WRITTEN EXERCISE :: Locate every line in the listing below that contains the string "pottery" and copy each such line. Matching is case-sensitive.
————
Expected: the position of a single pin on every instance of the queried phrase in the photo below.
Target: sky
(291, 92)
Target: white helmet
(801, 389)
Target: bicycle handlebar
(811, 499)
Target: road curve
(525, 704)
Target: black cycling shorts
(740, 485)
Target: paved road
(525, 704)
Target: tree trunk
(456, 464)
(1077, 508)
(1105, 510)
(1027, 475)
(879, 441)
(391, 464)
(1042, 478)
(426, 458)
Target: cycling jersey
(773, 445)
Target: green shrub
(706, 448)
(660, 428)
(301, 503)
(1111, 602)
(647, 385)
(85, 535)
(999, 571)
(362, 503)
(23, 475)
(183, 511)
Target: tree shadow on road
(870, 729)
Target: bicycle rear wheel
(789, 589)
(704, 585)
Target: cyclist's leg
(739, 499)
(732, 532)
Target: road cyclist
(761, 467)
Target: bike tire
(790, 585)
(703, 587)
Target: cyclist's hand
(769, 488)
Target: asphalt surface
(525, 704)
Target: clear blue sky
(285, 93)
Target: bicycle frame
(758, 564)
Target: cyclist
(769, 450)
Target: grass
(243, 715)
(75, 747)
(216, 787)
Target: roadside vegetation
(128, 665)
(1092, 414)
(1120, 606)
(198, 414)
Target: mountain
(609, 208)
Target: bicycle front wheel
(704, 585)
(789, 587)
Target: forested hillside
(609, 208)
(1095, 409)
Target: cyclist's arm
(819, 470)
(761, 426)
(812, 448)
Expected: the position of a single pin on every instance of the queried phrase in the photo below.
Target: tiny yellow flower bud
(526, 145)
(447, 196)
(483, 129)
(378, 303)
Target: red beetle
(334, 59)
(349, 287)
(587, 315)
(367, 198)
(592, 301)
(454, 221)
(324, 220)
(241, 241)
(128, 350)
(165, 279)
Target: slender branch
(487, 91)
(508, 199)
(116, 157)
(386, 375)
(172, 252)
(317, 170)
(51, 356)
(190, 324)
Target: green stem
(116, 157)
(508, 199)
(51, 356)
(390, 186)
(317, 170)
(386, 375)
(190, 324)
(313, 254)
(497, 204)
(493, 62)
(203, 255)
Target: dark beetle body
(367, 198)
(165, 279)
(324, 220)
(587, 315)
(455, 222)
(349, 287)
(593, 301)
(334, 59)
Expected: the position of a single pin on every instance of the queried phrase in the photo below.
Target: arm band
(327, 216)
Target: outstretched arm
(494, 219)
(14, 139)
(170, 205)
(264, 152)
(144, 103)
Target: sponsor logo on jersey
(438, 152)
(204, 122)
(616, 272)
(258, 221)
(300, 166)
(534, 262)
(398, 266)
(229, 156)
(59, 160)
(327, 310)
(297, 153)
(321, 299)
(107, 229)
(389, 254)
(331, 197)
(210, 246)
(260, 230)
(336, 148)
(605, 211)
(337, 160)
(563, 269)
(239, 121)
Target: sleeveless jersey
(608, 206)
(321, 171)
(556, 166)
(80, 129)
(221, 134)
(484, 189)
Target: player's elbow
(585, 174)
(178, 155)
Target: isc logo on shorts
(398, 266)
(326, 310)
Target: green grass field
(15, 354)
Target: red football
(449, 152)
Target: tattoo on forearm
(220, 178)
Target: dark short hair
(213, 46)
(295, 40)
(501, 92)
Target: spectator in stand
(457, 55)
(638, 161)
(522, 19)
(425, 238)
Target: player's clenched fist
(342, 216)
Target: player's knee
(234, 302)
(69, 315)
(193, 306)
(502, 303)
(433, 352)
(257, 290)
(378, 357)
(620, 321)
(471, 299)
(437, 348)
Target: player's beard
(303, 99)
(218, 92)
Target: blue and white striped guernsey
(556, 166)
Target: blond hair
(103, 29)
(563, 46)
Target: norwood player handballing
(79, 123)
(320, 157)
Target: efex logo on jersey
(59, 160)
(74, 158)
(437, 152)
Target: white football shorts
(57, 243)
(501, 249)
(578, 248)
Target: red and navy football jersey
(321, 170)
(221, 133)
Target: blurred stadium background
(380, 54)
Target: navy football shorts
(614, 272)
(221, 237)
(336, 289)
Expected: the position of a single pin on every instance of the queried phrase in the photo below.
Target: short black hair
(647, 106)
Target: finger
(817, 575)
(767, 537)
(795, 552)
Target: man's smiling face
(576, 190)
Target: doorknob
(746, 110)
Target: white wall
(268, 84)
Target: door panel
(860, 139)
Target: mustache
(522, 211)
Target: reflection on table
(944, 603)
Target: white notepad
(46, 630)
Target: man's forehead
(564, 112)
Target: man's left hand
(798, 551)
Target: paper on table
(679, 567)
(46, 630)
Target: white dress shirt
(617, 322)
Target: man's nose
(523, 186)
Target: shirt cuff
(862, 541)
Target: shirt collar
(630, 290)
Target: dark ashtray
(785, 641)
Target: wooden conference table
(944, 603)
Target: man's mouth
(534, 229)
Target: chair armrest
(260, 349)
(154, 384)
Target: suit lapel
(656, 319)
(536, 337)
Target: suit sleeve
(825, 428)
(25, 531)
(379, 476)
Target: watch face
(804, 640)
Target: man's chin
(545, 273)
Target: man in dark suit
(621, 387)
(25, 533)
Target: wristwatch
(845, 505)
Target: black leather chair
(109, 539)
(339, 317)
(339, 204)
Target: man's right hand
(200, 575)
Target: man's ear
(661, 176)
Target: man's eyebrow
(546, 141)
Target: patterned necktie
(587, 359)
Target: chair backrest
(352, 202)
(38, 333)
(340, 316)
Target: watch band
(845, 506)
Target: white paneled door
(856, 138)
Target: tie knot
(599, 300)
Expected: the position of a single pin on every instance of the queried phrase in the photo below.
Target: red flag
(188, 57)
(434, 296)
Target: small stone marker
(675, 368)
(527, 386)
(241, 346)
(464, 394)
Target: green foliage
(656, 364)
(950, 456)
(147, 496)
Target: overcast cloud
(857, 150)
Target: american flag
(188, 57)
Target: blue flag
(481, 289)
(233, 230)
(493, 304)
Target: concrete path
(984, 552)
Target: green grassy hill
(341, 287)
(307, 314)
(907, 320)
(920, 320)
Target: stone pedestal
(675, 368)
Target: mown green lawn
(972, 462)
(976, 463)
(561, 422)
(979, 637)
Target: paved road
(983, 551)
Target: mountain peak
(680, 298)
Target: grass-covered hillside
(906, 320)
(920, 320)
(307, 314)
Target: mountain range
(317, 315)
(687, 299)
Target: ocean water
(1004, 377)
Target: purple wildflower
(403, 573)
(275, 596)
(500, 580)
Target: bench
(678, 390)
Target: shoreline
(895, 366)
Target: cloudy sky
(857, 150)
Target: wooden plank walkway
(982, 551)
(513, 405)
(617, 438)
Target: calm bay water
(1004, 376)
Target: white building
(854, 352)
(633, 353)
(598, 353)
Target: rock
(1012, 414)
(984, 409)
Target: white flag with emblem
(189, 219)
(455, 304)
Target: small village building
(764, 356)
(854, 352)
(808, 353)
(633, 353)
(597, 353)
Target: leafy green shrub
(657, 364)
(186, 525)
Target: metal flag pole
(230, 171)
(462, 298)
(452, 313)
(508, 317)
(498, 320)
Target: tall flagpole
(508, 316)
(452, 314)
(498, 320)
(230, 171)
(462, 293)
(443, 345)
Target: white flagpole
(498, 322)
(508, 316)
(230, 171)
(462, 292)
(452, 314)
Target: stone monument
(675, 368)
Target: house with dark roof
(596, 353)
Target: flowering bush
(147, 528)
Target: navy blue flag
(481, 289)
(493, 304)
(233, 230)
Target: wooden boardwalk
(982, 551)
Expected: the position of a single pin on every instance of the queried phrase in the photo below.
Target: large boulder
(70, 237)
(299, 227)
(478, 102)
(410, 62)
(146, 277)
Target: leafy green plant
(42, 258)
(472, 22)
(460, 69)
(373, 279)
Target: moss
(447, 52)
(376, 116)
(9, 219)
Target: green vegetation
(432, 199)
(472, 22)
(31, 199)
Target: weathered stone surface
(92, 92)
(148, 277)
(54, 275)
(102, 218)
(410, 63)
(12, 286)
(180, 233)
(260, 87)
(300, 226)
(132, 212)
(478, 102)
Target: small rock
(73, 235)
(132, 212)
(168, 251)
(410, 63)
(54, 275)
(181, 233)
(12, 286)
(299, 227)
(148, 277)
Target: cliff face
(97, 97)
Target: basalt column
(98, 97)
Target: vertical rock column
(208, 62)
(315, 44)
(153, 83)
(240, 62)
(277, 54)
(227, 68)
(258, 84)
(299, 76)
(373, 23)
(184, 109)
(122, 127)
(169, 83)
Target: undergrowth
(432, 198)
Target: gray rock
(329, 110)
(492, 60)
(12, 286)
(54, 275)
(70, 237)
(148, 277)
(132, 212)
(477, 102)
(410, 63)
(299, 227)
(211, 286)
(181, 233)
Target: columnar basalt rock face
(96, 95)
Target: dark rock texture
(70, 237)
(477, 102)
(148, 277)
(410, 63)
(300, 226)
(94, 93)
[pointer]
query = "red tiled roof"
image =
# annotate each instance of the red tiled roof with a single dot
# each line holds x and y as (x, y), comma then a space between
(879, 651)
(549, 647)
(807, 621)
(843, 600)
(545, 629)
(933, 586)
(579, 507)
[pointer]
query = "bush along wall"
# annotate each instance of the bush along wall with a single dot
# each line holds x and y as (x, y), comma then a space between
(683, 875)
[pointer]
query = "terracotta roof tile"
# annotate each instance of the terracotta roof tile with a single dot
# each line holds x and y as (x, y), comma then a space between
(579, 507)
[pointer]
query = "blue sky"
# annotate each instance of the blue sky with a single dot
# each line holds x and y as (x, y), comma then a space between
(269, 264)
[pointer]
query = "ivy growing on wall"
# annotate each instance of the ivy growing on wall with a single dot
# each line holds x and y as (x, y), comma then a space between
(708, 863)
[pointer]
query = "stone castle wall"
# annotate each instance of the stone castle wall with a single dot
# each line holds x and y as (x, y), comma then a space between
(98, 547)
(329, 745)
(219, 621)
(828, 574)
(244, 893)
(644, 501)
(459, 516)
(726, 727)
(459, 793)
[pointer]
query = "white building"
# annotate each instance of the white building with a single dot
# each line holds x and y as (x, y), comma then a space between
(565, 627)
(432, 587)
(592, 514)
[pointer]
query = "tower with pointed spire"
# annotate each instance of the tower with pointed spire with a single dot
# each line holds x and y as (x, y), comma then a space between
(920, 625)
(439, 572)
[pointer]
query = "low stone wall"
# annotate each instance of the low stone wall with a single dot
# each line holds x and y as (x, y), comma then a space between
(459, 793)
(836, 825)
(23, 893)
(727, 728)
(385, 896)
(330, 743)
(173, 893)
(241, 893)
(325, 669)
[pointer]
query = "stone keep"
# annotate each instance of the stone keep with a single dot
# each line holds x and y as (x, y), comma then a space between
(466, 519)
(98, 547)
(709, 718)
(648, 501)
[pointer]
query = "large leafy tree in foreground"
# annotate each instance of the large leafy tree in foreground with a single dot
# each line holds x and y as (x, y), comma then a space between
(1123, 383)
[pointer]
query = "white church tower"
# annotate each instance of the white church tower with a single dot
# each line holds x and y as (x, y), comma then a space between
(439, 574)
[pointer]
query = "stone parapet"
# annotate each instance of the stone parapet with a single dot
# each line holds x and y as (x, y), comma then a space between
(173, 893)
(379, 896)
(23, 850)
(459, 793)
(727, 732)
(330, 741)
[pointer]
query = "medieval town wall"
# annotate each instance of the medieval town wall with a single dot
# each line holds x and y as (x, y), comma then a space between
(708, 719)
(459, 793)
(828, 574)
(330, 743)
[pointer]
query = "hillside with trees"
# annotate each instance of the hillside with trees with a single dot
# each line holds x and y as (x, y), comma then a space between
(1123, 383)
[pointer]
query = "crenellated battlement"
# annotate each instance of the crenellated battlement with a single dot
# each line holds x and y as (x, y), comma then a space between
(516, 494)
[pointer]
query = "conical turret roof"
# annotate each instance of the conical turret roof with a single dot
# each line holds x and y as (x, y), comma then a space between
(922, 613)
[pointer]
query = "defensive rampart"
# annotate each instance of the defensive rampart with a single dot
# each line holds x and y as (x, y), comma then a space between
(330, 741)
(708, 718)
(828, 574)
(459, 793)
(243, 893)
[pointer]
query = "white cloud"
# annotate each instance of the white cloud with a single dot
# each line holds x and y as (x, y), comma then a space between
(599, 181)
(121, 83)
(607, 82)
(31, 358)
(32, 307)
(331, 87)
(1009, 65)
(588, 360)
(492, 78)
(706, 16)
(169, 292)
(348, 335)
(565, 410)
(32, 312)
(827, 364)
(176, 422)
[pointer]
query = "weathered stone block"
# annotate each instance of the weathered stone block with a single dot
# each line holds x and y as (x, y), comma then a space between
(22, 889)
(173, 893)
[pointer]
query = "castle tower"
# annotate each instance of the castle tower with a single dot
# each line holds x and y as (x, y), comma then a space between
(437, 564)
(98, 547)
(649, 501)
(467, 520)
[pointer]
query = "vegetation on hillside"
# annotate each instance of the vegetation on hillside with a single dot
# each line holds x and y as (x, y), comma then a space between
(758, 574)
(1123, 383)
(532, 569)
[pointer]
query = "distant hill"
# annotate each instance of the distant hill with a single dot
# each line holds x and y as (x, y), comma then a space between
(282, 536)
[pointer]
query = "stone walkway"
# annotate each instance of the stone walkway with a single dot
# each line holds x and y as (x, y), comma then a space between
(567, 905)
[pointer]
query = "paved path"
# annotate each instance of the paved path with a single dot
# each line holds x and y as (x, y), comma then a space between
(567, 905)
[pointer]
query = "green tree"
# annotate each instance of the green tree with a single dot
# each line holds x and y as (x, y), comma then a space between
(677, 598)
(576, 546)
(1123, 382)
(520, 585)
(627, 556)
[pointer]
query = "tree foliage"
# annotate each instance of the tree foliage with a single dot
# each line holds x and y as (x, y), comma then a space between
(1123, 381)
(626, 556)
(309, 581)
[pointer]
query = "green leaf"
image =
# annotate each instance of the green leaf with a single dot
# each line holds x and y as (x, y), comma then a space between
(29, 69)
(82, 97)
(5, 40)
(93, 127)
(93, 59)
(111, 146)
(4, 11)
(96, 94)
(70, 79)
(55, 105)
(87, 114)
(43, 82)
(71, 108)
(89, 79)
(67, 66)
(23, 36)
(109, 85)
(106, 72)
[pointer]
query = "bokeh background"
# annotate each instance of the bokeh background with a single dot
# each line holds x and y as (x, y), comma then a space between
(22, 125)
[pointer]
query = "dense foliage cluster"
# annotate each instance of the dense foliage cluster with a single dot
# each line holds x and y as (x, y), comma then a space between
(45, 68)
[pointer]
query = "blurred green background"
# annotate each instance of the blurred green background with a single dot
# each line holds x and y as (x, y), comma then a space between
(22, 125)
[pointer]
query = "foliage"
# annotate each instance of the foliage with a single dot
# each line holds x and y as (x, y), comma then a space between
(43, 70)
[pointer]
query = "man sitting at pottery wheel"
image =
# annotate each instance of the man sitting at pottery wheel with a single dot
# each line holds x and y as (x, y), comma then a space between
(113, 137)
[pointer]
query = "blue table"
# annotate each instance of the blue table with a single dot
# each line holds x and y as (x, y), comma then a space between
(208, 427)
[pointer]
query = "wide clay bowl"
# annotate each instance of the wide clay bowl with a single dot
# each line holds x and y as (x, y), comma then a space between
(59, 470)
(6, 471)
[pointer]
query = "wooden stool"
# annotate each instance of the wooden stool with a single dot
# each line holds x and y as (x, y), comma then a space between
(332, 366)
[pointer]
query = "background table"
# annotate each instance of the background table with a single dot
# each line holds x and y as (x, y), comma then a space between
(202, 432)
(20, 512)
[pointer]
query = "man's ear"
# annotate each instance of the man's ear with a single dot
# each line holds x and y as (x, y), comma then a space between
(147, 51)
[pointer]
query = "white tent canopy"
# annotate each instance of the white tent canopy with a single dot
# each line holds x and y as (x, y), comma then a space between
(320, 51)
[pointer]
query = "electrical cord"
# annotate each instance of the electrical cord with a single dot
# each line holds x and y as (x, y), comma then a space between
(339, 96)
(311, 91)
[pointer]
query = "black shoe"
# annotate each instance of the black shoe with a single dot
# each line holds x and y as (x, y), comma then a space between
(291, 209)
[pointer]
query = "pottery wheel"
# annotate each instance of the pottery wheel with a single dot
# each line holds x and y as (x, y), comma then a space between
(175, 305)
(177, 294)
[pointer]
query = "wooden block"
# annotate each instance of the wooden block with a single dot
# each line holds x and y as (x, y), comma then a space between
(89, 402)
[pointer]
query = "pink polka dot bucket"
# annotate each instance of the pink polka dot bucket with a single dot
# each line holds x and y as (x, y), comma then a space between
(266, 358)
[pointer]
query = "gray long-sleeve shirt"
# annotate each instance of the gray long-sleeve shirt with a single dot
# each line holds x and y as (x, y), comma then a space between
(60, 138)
————
THE SOLUTION ::
query = "man sitting at pottery wheel"
# annotate each instance of the man sitting at pottery wheel with a single dot
query = "pottery wheel"
# annotate each instance of the pottery wheel with a single dot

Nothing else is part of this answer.